BEGIN DOCUMENT EXTRACT

We can never expect these organisations to be impartial because that makes no business sense. Business, baby, business. You merely have to impress the funders with the number of deaths you have recorded, the number of conferences you have organised at fancy places, the number of volunteers you have been able to hoodwink and so on. It’s not without reason that people are claiming the NGOs are closer to the funders than to the ‘clients’ they claim to represent.   

Now, more than the business expertise and all the scatological number games, our lives are precious and our sociopolitical goals not negotiable. So it will be a world of good for large-hearted organisations if they focus on their core business and do not allow their whims and fancies to get carried away. A little bit of honesty would have been appreciated but apparently, shamelessness is not in our vocabulary.

There are many drugs-menace-related NGOs in Imphal, for instance, and it will make perfect sense if they intend to get into HIV-AIDS areas for obvious reasons. But it is altogether a different tale when an NGO, which has been working on gun-related issues and polishing its portfolio with lists of conferences and seminars on arms and ammunition, starts nose-diving into an indigenous shithole.


Can you see the gluttony is so blatant? I’d expect that from politicians but never from self-styled saviours. While we are on this point, let me be also very clear that it’s not a problem if the heads of these organisations become millionaires and billionaires—or become the Gail McGoverns and the Anthony Lakes, those people who are known for their reason-defying salaries while working in non-profit organisations.

But if they started being nosy about a development, not necessarily in terms of growth, and rather like on indigenous matters just because it is trendy, then there will be a problem; that’s a given. It is like an additional headache to the prevailing misery over the decadence of our public life. Besides, it will be extremely myopic if we start considering every public issue as a project that should be funded and ‘maintained’.   

We are not even talking about the unabated gun-related issues and armed movements, despite the fact that many of our local NGOs have been working on these areas day and night for the last 500 years. Now, the real issue is that many of these groups are simply trying to treat the symptoms rather than the cause. In this regard, would a conformist like Mrs Nepram ever be able to question the Indian establishment? A big NO.

Read the first line of the press release her organisation had published about one of the recently held conventions on peace and reconciliation: ‘Manipur, literally translated [as the] “Land of Jewels”[,] is a former Asiatic kingdom that joined [the] Union of India in 1949 and became a state of India in 1972.’

For fuck’s sake, Manipur did not ‘join’ the union—it was ‘annexed’ or to the liberals, it was merged under coercion. Everybody knows about the Merger Agreement. So just ignore it if you don’t have the balls to talk about it, but don’t be so sycophantic and stupid simultaneously.

Staying in New Delhi, the best that Mrs Nepram can do is to ask her disciples in Manipur to send death certificates and reports so that she can, perhaps, mull on the symptoms, and make a PPT presentation, which she can further send it to potential funders.

Such a Samaritan’s act might be cute to many people but it is very grave. It is grave because the NGOs, by concentrating on the symptoms, are already legitimising terrorism and violence perpetrated by all sorts and shades of power brokers including state and non-state actors based in and out of Manipur. Besides, through overt aspirations of becoming saviours in every possible area the organisations and particularly their ringmasters are behaving like clowns.  

Finally, the issue is about treating the causes and not the symptoms. It is all apparent that the NGOs have become a part of the disease today. The sooner they realise it, the better it will be for all of us. By the way, the reference to ‘diversification’ was just a lame joke.

Concluded.

PS: If these NGOs cannot understand what the others are saying about them, quietly, for the sake of some civility, then they need people to tell them more about our reality. Our reality is very violent and chaotic. This is just a postscript and not a suggestion to make a project out of ‘reality’.

END DOCUMENT EXTRACT
BEGIN ENTRIES SUPPLIED

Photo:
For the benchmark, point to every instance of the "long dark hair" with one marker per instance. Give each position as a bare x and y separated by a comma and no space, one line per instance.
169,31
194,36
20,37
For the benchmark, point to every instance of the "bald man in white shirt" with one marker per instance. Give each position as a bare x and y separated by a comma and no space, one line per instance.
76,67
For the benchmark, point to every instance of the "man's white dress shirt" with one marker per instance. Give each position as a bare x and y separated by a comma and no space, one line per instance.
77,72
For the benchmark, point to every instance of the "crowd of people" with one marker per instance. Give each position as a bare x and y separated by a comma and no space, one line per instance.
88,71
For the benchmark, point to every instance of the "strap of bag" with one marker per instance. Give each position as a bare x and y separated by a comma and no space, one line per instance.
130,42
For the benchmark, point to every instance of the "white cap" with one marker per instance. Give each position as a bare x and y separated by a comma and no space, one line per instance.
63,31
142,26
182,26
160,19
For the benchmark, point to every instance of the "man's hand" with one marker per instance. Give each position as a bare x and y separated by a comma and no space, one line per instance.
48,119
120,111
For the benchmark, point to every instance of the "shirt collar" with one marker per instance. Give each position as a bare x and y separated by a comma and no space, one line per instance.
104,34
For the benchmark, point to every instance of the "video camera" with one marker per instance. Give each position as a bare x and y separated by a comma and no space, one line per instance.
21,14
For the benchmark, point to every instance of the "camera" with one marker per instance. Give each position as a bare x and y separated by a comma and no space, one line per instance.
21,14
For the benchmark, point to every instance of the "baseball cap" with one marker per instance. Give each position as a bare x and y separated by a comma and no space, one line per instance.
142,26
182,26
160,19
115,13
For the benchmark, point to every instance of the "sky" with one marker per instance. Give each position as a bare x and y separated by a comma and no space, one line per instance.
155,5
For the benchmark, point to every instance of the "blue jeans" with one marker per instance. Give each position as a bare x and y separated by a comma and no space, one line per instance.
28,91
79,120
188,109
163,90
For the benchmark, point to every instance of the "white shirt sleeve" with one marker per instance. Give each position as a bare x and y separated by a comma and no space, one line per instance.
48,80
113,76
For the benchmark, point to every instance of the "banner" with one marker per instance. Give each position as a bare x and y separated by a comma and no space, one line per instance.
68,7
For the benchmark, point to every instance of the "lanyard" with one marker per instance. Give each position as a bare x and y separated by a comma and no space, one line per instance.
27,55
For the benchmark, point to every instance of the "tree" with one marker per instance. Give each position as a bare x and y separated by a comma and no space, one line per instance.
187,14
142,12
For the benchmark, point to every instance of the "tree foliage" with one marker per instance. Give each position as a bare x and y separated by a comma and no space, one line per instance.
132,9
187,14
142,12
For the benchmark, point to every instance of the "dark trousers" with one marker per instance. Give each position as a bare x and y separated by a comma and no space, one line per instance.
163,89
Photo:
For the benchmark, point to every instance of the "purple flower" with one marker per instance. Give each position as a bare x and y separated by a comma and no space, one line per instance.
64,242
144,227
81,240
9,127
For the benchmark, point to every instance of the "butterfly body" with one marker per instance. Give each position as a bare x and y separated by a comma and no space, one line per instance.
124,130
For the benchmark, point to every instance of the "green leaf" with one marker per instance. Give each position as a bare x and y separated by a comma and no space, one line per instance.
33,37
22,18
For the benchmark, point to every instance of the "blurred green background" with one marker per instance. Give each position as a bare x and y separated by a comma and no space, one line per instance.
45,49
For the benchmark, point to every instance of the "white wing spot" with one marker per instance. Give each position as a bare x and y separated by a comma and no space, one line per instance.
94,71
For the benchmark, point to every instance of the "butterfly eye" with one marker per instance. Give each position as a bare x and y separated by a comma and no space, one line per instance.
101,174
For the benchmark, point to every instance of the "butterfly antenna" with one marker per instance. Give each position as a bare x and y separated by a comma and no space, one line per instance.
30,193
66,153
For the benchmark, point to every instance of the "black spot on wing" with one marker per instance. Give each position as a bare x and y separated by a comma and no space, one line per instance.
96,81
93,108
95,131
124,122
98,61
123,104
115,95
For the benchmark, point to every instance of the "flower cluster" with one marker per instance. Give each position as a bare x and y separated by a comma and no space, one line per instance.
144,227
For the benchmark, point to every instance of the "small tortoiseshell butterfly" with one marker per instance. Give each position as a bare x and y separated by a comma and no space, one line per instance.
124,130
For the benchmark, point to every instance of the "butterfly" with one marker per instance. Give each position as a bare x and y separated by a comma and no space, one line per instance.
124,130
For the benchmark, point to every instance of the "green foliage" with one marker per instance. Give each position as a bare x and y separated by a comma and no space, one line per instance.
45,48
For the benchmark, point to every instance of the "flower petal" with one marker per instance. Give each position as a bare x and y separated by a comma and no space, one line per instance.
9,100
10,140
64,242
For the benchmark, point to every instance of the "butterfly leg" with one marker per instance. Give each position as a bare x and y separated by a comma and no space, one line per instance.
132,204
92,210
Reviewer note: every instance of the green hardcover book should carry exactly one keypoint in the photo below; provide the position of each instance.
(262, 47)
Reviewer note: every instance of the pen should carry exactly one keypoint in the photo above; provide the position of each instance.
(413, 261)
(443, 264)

END ENTRIES SUPPLIED

In the text on NGOs in Manipur, what year does the quoted press release give for Manipur becoming a state of India?

**ANSWER TO THE PROBLEM:** 1972